▸ Prompt: Please copy all the lines that follow, word for word.

-- Start --

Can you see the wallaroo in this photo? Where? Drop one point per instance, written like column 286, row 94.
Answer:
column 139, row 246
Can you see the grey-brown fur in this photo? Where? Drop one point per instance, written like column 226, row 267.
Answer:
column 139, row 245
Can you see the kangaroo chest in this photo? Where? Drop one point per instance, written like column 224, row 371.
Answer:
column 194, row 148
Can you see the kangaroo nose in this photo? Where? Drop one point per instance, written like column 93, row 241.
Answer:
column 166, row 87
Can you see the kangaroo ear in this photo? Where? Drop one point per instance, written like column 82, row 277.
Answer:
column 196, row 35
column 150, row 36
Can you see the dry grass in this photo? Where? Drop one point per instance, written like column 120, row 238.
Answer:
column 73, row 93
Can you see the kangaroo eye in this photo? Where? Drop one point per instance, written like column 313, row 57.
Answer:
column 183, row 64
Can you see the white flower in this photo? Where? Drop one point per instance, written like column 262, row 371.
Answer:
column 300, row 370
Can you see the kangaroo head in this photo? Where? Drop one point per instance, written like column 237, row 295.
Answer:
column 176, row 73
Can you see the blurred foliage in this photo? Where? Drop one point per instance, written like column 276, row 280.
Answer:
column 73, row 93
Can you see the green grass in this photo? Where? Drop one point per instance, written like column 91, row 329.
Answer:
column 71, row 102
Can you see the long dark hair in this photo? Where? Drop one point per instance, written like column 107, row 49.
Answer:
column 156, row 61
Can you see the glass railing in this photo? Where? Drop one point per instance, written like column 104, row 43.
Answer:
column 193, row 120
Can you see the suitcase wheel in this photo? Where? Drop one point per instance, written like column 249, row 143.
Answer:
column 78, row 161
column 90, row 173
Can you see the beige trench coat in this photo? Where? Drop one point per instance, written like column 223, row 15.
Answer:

-- End --

▸ Written reply:
Can you see the wallaroo in this photo? Where? Drop one point per instance, written like column 286, row 94.
Answer:
column 139, row 246
Can you see the grey-brown fur in this photo? Where? Drop one point per instance, written like column 226, row 267.
Answer:
column 139, row 245
Can you see the kangaroo chest in this photo? Where? Drop one point per instance, written like column 224, row 371.
Answer:
column 194, row 148
Can you see the kangaroo nose in this photo? Where? Drop one point per instance, written like column 93, row 241.
Answer:
column 166, row 87
Can you see the kangaroo ear in this photo? Where? Drop one point per instance, written like column 82, row 277.
Answer:
column 196, row 35
column 150, row 36
Can you see the dry grass in this photo? Where? Drop one point per instance, written like column 120, row 238.
Answer:
column 73, row 93
Can you see the kangaroo eye in this photo? Where? Drop one point per instance, written like column 313, row 57.
Answer:
column 183, row 64
Can you see the white flower in this photo? Where? Drop one point per instance, written like column 262, row 371.
Answer:
column 300, row 370
Can you see the kangaroo head in this photo? Where? Drop one point per instance, written like column 237, row 295.
Answer:
column 176, row 73
Can you see the blurred foliage in this photo? Where? Drop one point per instance, written like column 276, row 280.
Answer:
column 73, row 93
Can you see the green grass in this photo? Where? Drop one point per instance, written like column 91, row 329.
Answer:
column 71, row 102
Can you see the long dark hair in this photo? Where? Drop one point per instance, written like column 107, row 49.
Answer:
column 156, row 61
Can you see the glass railing in this photo? Where? Drop one point per instance, written like column 104, row 43.
Answer:
column 193, row 120
Can you see the suitcase wheel in this photo? Where? Drop one point per instance, written like column 249, row 143.
Answer:
column 78, row 161
column 90, row 173
Can you see the beige trench coat in this photo? Where? Drop one point per instance, written like column 223, row 15.
Answer:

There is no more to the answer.